(Region outline entries)
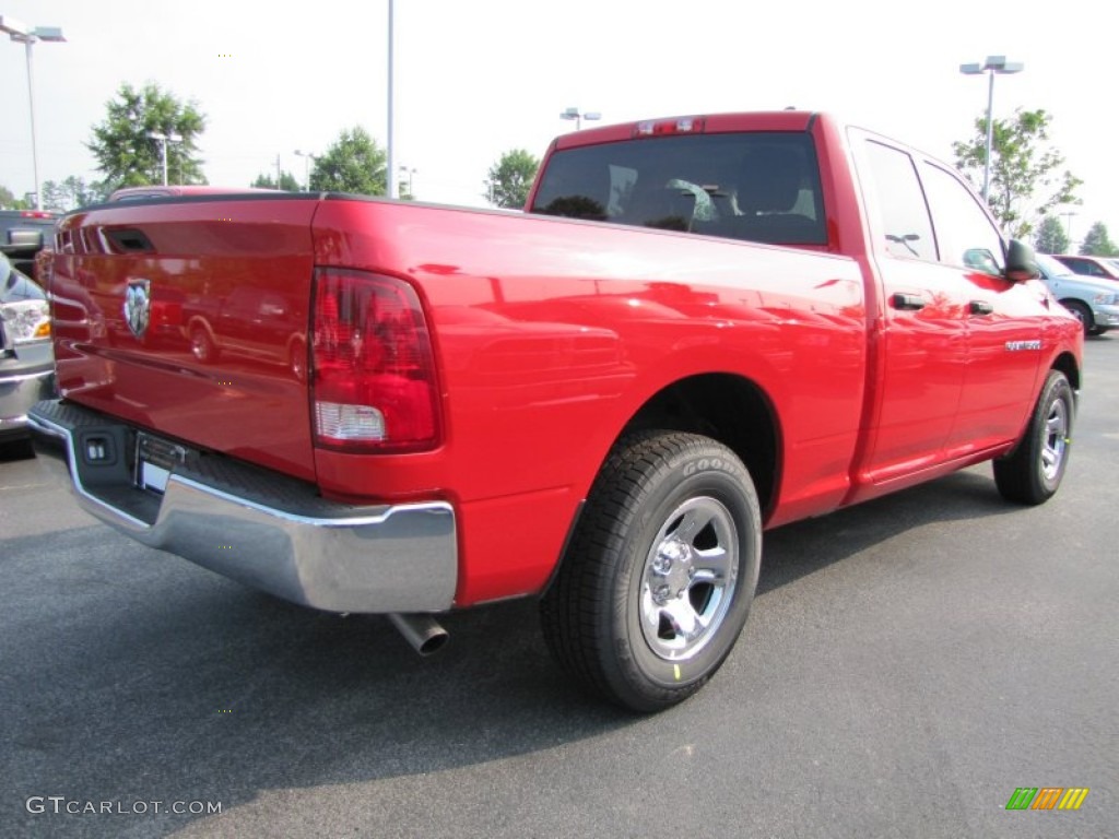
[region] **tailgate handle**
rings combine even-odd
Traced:
[[[924,300],[921,299],[920,294],[902,294],[897,292],[890,298],[890,303],[894,309],[908,309],[914,312],[919,309],[924,309]]]
[[[119,253],[134,254],[156,249],[152,247],[151,239],[144,236],[143,230],[138,230],[135,228],[105,230],[105,236],[113,243]]]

■ Your objective
Lay out the listing as a Markdown table with the columns "No." and "Line", giving each line its own numbered row and omitting blank lines. Leave the pictures out of the answer.

■ Response to the task
| No. | Line |
|---|---|
| 1 | [region] **tailgate handle** |
| 2 | rings combine even-odd |
| 3 | Traced: |
| 4 | [[[924,300],[921,299],[920,294],[902,294],[897,292],[890,298],[890,303],[894,309],[908,309],[914,312],[919,309],[924,309]]] |
| 5 | [[[119,253],[134,254],[156,249],[152,247],[151,239],[144,236],[143,230],[138,230],[135,228],[105,230],[105,236],[113,243]]] |